REQUIREMENTS:
Rewrite the records below as a numbered list with no blank lines, and leave the pictures out of your answer.

[start of STORED RECORDS]

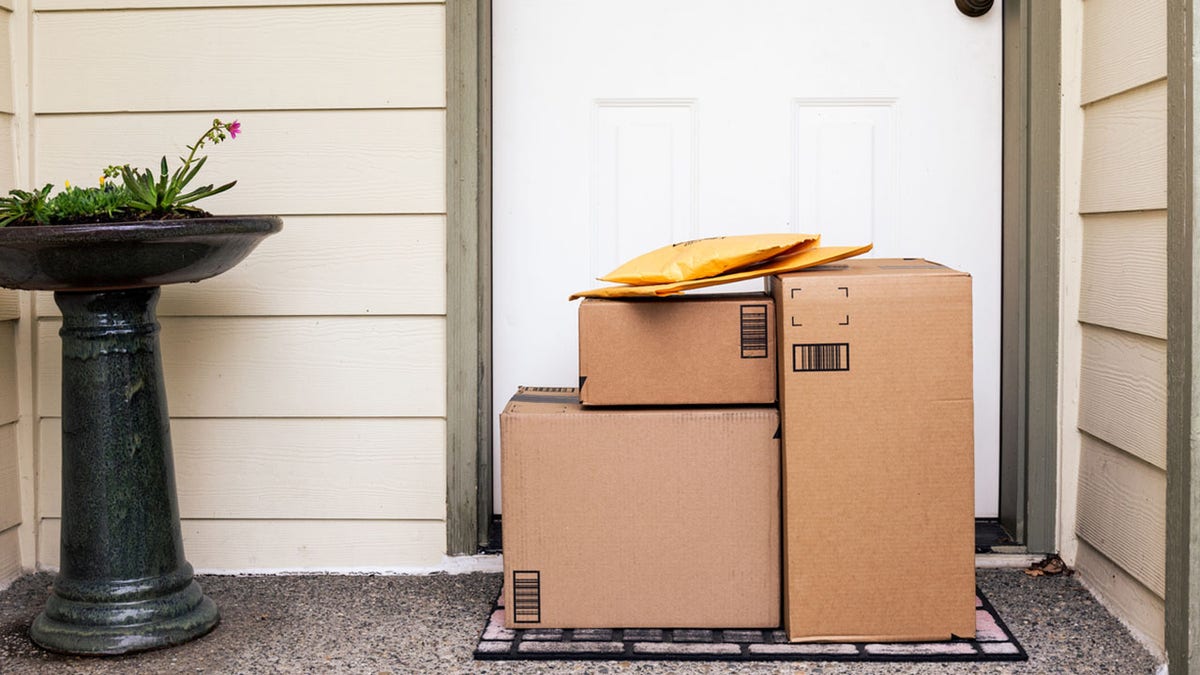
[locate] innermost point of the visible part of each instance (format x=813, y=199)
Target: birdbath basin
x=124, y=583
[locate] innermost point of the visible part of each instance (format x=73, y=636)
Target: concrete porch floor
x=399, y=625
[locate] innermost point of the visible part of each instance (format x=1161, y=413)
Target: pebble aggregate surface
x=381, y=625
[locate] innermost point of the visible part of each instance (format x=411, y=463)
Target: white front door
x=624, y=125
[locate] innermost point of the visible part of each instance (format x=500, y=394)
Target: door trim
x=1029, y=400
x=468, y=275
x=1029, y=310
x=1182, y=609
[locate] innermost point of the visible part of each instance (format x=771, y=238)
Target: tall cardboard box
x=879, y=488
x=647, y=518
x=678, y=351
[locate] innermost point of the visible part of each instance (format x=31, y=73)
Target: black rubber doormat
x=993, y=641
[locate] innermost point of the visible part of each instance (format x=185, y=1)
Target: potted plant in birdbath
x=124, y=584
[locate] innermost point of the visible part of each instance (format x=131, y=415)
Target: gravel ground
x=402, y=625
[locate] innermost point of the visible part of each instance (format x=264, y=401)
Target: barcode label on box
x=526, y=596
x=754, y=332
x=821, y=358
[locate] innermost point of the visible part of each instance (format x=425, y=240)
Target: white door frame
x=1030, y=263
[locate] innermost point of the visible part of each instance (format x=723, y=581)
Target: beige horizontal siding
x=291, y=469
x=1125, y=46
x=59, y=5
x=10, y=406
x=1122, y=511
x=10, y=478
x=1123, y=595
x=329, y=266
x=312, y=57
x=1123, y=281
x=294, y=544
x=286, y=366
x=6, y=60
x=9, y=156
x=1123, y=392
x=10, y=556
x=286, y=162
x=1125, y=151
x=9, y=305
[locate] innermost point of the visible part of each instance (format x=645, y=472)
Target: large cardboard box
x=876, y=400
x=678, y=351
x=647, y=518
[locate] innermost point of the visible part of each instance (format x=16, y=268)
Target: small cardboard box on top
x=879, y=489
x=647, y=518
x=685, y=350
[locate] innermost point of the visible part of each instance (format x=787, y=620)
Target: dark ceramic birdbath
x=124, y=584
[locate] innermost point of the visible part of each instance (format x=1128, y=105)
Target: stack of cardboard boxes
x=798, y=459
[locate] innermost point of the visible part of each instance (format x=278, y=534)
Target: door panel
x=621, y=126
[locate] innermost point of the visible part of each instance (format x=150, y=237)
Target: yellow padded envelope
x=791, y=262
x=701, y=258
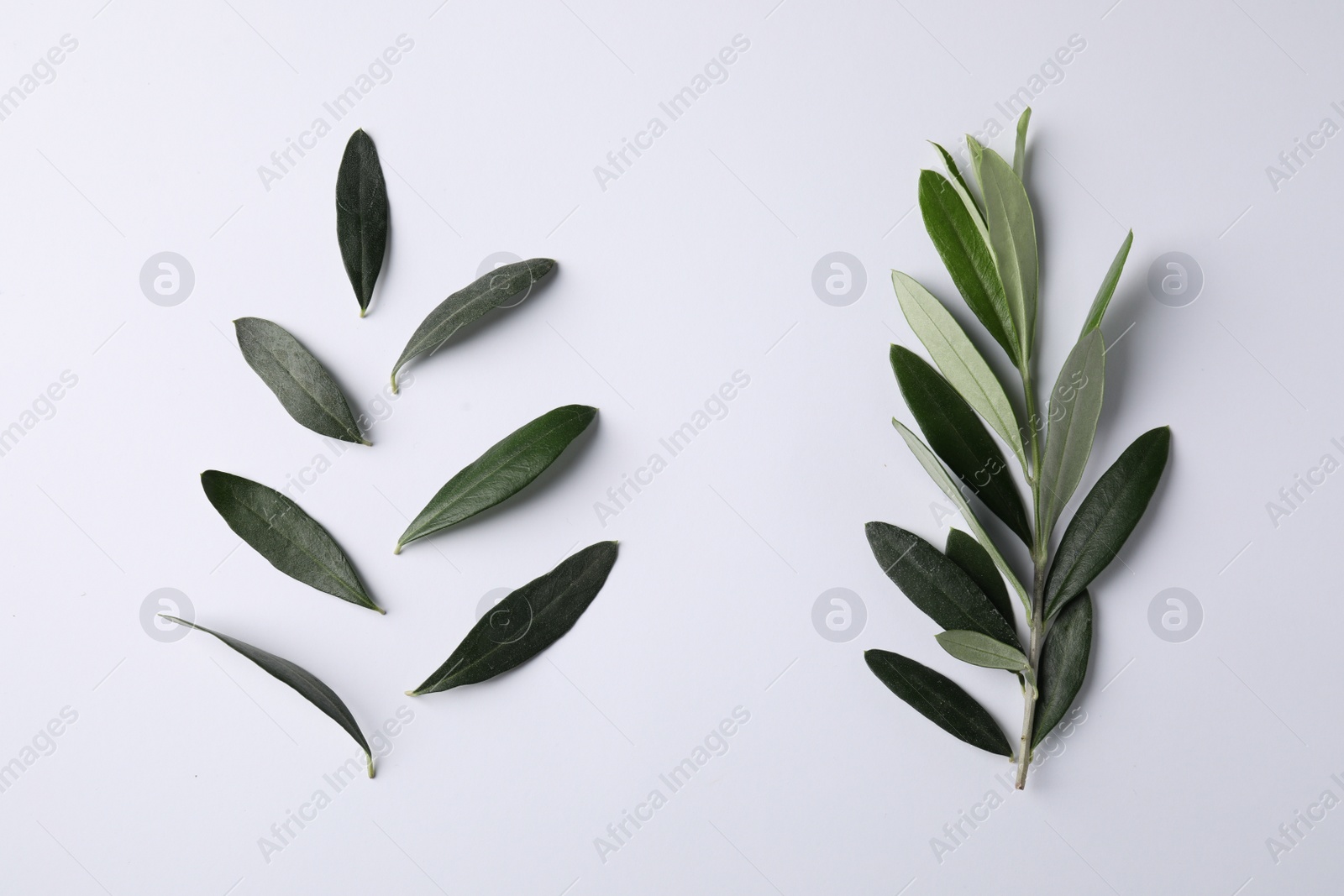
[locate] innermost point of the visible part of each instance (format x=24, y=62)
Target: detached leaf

[end of STORED RECORDS]

FULL RESPONSE:
1. [locate] innermost point of the visible part of each instance (format x=813, y=199)
2. Target: birdbath basin
3. x=124, y=583
4. [locate] innermost point of the visible part of each instance (format x=73, y=636)
5. Target: concrete porch floor
6. x=399, y=625
7. [locate] innermost point of the visible part of each instance (format x=1161, y=413)
8. Target: pebble aggregate surface
9. x=381, y=625
10. [locate] innermost point of the visible part of each instance (format x=411, y=463)
11. Target: white front door
12. x=624, y=125
13. [locate] innermost point of the visible part of each instance (format x=500, y=394)
14. Target: door trim
15. x=1029, y=400
16. x=468, y=275
17. x=1029, y=310
18. x=1182, y=609
19. [locate] innermost point of the visible part of each instance (format x=771, y=238)
20. Target: tall cardboard box
21. x=879, y=488
22. x=647, y=518
23. x=678, y=351
24. [locate] innermost point of the visible part of each instance (format x=31, y=73)
25. Target: black rubber doormat
26. x=993, y=641
27. [locate] innermost point of the visible part of each instance (format x=185, y=1)
28. Target: potted plant in birdbath
29. x=124, y=584
30. [locate] innermost point of the visible part of each instance (format x=131, y=415)
31. Target: gravel ground
32. x=402, y=625
33. [locate] innermost point of the visible part of each instance (format x=264, y=401)
34. Target: barcode label on box
35. x=526, y=596
36. x=754, y=332
37. x=821, y=358
38. [locate] innermost point of the visible part of each instance (format x=425, y=240)
39. Target: white door frame
40. x=1030, y=263
41. [locate] innermost point of the visible part of each instance (format x=723, y=581)
42. Target: beige horizontal siding
43. x=291, y=469
44. x=1125, y=46
45. x=59, y=5
46. x=10, y=406
47. x=1122, y=511
48. x=10, y=478
49. x=1123, y=595
50. x=329, y=266
51. x=312, y=57
52. x=1123, y=281
53. x=294, y=544
54. x=286, y=366
55. x=6, y=60
56. x=9, y=156
57. x=1123, y=392
58. x=10, y=556
59. x=286, y=162
60. x=1125, y=151
61. x=9, y=305
62. [locate] innermost point of the visible part of each instance (format x=645, y=472)
63. Target: large cardboard box
64. x=876, y=400
65. x=678, y=351
66. x=647, y=518
67. [locate] innermost point of the visible part of each instance (format x=16, y=268)
68. Target: small cardboard box on top
69. x=879, y=489
70. x=647, y=518
71. x=685, y=350
72. [locate] innermost point of the visible part of each instance (format x=787, y=620)
73. Target: dark ceramic birdbath
74. x=124, y=584
75. [locate] innermost point of the visible part of each instance (format x=1128, y=105)
76. Target: stack of cardboard boxes
77. x=798, y=459
78. [locate] innermost point of the visible part of each instance (format x=278, y=534)
79. Target: door panel
80. x=621, y=126
81. [locate] innermost point of the visible part of each instance (format x=150, y=237)
82. Target: yellow padded envelope
83. x=791, y=262
84. x=701, y=258
85. [locate] innermost point of the visible part of each instance (format x=24, y=62)
86. Target: detached leaf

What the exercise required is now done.